▶ **EXERCISE OBJECTIVE**: Write out each line of the records that has "green" in it.

*** Block opens ***

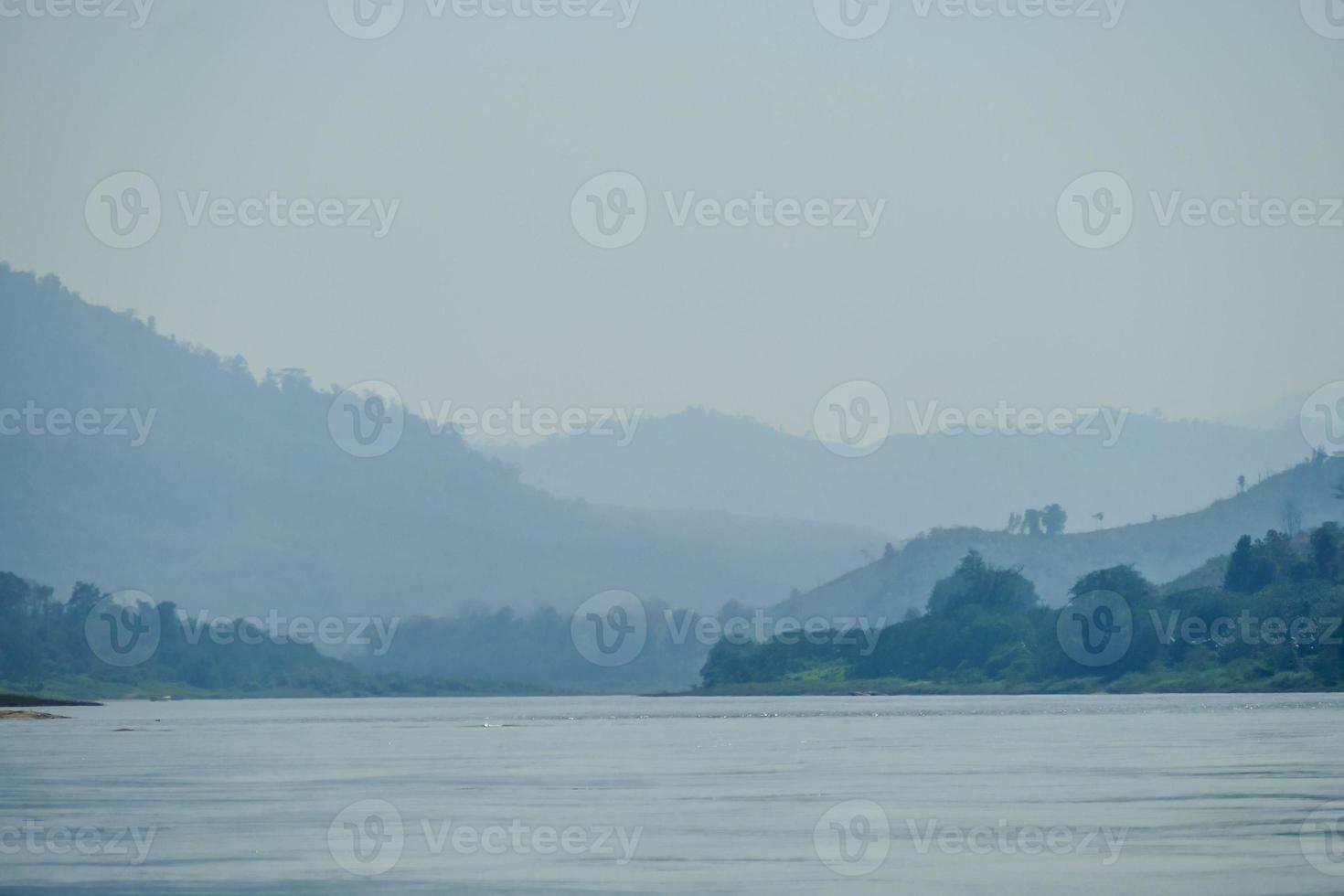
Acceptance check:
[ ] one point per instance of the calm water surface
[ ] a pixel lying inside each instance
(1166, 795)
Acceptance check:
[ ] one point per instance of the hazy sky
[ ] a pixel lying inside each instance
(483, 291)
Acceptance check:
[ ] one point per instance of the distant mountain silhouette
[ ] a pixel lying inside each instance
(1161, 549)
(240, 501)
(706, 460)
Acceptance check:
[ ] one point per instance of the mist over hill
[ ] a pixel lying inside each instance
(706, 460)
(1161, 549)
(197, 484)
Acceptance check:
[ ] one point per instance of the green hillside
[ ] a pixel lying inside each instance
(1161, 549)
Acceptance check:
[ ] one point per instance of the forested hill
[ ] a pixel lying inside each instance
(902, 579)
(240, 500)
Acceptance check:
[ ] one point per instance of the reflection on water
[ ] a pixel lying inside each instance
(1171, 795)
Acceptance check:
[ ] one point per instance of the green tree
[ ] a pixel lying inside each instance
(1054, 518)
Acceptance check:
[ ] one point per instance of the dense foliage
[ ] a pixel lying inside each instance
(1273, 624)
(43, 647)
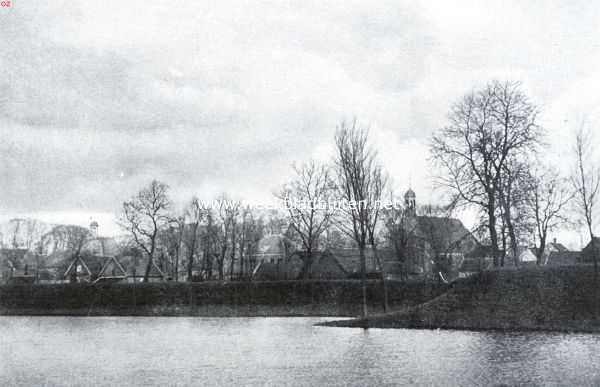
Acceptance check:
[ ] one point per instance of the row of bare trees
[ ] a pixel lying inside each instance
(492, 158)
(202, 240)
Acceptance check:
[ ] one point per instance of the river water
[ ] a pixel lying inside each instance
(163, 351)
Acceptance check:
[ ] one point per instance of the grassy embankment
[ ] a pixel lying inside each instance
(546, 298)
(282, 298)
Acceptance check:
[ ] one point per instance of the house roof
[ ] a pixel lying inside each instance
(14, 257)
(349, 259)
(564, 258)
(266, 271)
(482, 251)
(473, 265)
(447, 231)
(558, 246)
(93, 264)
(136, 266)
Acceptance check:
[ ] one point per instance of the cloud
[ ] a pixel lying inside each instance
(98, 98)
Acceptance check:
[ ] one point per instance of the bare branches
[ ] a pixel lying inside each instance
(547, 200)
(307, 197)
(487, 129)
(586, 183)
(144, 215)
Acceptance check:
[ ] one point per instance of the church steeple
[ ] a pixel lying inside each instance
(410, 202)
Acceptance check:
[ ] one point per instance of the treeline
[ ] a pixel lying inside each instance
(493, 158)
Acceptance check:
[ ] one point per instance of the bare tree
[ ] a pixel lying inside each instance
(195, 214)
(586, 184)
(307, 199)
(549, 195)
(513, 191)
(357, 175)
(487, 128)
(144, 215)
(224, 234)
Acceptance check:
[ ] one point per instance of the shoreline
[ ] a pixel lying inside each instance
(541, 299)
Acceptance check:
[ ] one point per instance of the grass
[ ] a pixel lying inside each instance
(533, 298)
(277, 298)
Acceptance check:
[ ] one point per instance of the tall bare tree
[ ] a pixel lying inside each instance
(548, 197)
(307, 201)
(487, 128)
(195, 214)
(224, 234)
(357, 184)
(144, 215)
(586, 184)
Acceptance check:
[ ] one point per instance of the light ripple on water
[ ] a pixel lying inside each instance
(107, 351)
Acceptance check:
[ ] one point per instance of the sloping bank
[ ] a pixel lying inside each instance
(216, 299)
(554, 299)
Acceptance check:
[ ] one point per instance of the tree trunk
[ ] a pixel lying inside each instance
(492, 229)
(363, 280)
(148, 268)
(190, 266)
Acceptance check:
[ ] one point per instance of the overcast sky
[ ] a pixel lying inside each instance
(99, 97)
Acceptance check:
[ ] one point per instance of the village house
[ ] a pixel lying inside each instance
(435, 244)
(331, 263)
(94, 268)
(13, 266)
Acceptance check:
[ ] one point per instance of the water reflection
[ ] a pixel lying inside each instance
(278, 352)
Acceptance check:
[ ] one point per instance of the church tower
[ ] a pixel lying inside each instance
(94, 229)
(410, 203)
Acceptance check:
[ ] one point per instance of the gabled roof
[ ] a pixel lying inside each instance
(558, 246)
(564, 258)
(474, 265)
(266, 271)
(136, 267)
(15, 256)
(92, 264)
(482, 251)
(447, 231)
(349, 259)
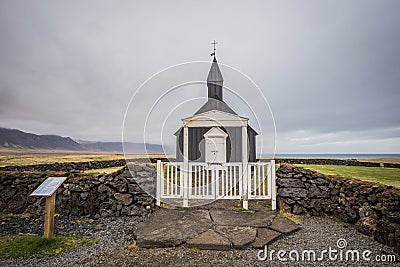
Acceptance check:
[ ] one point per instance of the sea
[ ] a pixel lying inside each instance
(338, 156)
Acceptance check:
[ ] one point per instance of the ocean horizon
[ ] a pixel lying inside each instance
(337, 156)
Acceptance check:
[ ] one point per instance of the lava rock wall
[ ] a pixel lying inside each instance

*** Block closes ***
*** Block opens ***

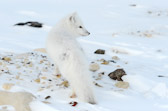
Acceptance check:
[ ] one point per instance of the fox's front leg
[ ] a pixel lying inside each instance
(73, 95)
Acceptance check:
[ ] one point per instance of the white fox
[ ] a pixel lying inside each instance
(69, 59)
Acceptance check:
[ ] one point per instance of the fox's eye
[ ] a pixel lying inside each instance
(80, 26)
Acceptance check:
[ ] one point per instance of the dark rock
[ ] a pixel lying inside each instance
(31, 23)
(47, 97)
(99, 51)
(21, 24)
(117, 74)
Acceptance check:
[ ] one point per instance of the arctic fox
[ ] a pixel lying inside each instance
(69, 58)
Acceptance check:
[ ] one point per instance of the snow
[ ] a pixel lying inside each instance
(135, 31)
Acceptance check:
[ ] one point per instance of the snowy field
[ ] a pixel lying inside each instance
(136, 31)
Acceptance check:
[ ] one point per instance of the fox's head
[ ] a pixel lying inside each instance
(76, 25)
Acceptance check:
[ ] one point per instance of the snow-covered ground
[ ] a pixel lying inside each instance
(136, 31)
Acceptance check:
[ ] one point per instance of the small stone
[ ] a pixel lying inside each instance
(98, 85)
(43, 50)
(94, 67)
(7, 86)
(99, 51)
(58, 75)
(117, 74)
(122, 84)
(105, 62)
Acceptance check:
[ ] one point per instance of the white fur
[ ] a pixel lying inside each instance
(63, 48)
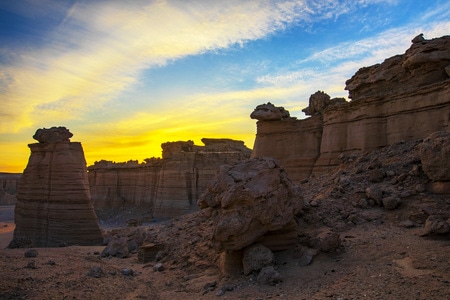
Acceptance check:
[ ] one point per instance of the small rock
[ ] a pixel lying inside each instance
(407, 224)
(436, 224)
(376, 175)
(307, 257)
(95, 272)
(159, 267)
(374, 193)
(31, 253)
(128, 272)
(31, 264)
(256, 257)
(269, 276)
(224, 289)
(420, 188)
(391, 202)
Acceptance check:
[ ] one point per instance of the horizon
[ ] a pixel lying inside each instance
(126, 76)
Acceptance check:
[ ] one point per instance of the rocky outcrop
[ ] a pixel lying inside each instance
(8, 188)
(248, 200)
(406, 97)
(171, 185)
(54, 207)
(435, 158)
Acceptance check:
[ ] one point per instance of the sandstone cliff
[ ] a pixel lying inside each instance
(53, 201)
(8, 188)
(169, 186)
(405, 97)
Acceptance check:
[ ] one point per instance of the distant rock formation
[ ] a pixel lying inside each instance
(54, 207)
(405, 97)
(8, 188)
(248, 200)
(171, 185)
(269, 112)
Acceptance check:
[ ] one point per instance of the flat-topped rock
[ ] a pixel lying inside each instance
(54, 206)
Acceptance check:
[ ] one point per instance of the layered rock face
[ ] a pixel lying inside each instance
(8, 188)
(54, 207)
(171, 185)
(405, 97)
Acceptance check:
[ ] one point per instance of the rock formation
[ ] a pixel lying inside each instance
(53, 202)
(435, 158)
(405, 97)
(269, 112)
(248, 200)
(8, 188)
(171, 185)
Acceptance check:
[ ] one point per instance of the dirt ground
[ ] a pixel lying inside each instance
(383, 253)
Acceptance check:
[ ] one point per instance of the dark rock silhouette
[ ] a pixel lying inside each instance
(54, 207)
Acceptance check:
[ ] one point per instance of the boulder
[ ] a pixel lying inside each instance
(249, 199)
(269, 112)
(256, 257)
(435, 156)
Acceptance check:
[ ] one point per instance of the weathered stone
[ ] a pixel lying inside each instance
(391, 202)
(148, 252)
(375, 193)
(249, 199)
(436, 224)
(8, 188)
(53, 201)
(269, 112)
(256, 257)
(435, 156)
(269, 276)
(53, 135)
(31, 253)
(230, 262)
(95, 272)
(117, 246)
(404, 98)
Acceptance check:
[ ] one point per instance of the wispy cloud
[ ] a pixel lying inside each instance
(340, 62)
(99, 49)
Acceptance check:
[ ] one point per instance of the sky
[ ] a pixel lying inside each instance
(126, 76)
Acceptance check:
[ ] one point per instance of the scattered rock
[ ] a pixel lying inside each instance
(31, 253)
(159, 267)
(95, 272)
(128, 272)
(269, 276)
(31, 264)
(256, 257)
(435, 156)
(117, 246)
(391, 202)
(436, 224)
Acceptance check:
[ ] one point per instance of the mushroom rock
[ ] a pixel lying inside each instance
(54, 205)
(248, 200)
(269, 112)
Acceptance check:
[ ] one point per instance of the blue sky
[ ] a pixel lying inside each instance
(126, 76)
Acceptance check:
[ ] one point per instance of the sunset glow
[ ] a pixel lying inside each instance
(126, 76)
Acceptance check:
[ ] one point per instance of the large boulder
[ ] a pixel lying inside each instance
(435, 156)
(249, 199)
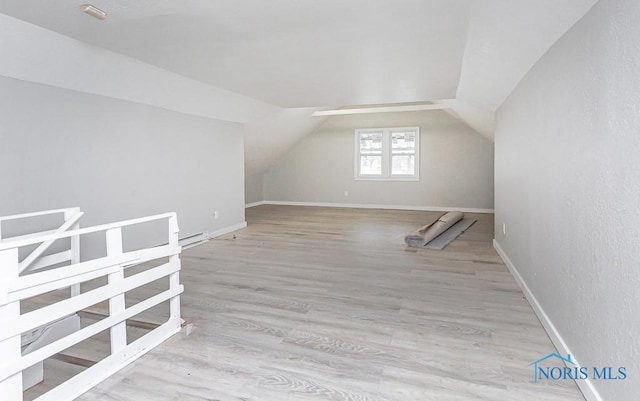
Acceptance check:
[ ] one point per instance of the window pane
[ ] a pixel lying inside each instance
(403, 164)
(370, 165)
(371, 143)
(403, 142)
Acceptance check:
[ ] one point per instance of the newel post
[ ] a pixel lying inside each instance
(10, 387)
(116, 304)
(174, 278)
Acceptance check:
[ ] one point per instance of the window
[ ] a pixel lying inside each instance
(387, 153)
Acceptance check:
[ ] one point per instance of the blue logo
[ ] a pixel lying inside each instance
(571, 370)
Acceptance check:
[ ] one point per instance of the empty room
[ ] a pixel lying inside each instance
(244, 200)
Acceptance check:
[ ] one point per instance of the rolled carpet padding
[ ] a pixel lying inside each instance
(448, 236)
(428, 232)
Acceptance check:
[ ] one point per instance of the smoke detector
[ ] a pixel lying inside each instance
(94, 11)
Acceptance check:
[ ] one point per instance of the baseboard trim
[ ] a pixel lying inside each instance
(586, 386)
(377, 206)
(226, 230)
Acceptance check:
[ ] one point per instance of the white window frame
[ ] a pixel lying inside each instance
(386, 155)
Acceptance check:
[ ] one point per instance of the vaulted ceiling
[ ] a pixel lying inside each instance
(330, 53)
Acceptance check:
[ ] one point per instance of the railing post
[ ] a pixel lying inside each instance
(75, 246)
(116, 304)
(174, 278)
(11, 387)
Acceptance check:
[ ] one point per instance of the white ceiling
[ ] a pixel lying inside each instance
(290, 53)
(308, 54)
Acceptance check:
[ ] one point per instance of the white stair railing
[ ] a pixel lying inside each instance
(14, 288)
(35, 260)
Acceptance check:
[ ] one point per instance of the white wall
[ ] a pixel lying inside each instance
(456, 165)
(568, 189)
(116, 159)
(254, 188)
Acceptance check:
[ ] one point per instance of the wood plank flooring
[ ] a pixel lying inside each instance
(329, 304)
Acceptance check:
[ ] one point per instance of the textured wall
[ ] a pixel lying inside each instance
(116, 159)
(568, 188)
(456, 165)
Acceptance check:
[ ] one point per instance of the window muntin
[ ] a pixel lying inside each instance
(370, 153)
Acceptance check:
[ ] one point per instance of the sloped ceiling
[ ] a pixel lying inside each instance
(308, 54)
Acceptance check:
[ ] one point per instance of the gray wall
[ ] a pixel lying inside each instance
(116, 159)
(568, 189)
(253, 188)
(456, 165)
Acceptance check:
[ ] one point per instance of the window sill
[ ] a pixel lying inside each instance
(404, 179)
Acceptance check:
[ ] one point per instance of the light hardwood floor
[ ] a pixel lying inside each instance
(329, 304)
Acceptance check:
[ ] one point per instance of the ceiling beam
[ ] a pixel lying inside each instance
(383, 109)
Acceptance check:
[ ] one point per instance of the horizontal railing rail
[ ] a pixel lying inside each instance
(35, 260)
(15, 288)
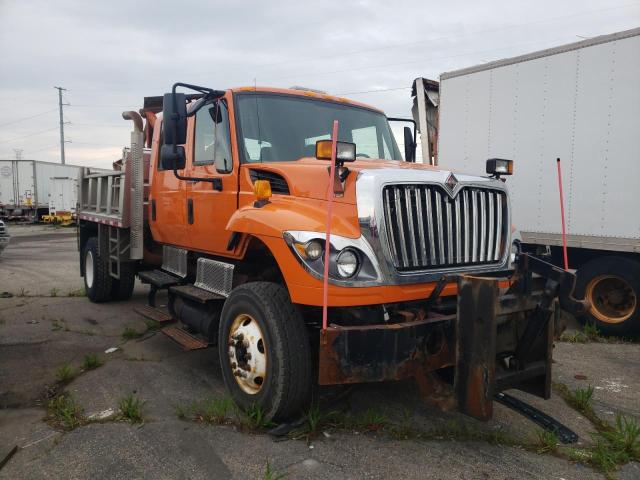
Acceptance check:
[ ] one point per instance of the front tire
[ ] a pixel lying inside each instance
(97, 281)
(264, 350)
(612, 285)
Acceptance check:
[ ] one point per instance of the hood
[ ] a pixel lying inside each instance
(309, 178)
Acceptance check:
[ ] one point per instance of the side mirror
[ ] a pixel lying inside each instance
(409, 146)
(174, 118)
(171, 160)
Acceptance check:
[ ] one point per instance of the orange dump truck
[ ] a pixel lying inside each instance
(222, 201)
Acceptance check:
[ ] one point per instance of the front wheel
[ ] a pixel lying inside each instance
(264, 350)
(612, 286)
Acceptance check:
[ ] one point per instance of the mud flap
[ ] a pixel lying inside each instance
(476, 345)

*** Block closes ***

▶ **RESULT OF THIS TASK**:
[ ] one point per instance of the green hillside
[ ] one point per instance of the green tree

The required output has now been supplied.